§ **Required work**:
(1) Name every person or family mentioned by name in the essay on Christopher Caldwell and COVID-19.
(2) Extend the essay on Christopher Caldwell and COVID-19, picking up after its last sentence.

Emergencies Override the Constitution: Christopher Caldwell and COVID-19

The social upheaval brought about by the coronavirus can easily serve as an epilogue for The Age of Entitlement: America Since the Sixties, which Christopher Caldwell published just before the full-scale outbreak of the pandemic.  It details “The Roots of Our Partisan Divide” that were born in the tearful emotionalism of innocent civil rights songs like “We Shall Overcome,” but soon became an underground political bulldozer for doubling the Constitution itself.

       Caldwell suggests that constitutions and governments aren’t overthrown by military force these days.  The old militaristic model of the Bolshevik Revolution is too old hat to be cogent again.  Social and political emergencies are the new revolutionary triggers that provide the necessary disruptive cover and disorder.  “Usually when European governments of the past bypassed their constitutions by declaring emergencies, it was on the grounds of a military threat or a threat to public order,” he says.   World War I was started by an assassination, which ended with the Marxists in power, where they remain, but less overt.

    As with WWI, the covert assassinations of the Kennedys and Martin Luther King in the early 1960s can only be surmised in terms of deeper players.  We do know that the Democratic Party took a sharp leftward turn, though not until changing its color from red to blue.  Lyndon Johnson automatically took over the government.  He and his allies immediately pushed through the Civil Rights Act of 1964 past a stunned and docile congress, the representatives of a shell-shocked voting populace.  Now every lightweight political hack knows that “You never want a serious crisis to go to waste. And what I mean by that is an opportunity to do things that you think you could not do before.” 

    This was the beginning of the end of the traditional America that generations had grown up with.  For Caldwell, “in America, as our way of governing has evolved since 1964, emergencies are declared on a moral basis: people are suffering; their newly discovered rights are being denied. America can’t wait anymore for the ordinary democratic process to take its course.”  Is it a moral basis that resides in the sugary emotions of pop music?

§ **Provided records**:
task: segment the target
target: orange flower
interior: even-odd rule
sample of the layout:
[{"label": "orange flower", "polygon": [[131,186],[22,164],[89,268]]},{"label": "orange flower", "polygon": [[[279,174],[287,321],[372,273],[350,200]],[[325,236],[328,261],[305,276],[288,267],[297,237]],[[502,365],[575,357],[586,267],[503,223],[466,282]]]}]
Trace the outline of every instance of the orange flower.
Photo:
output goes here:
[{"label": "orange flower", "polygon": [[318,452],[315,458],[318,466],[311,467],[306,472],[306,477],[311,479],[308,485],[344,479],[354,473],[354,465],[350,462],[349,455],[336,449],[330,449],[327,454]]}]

§ **Per-task outputs**:
(1) Christopher Caldwell, the Kennedys, Martin Luther King, Lyndon Johnson

(2)
    The game plan was to insert radicals into the leadership of public institutions, from universities to television media, from Hollywood to the Supreme Court.  Caldwell argues that decision-making and power soon filtered down to lesser bureaucrats once radicals were in those places:  “civil rights law gave bureaucrats and judges emergency powers to override the normal constitutional order, bypassing democracy. But the key question is: Under what conditions is the government authorized to activate these emergency powers? It is a question that has been much studied by political thinkers in Europe.”

    The latest emergency, of course, is COVID-19.   With no time to let people vote on what they want, or even to convene bodies of representatives, middle managers seem to be making spot decisions personally.  Whose idea was it to quarantine, for the first time in history, the healthy rather than the sick?  To lockdown and almost destroy the public itself? People are bewildered by a cacophony of voices and opinions.  The president’s leadership is undercut at every turn by the mainstream media.

    Some argue that COVID-19 is simply an act of nature, others that devious Chinese launched it to gain power in a weakened world.  Others yet are convinced that the attempt to cripple American society is consistent with the anarchistic juggernaut that began in 1964, but was temporarily sidetracked by the unexpected election of Trump in 2016.  When global warming failed as an existential threat, the coronavirus suddenly came forward like a Democratic Party super hero to save the leftist state.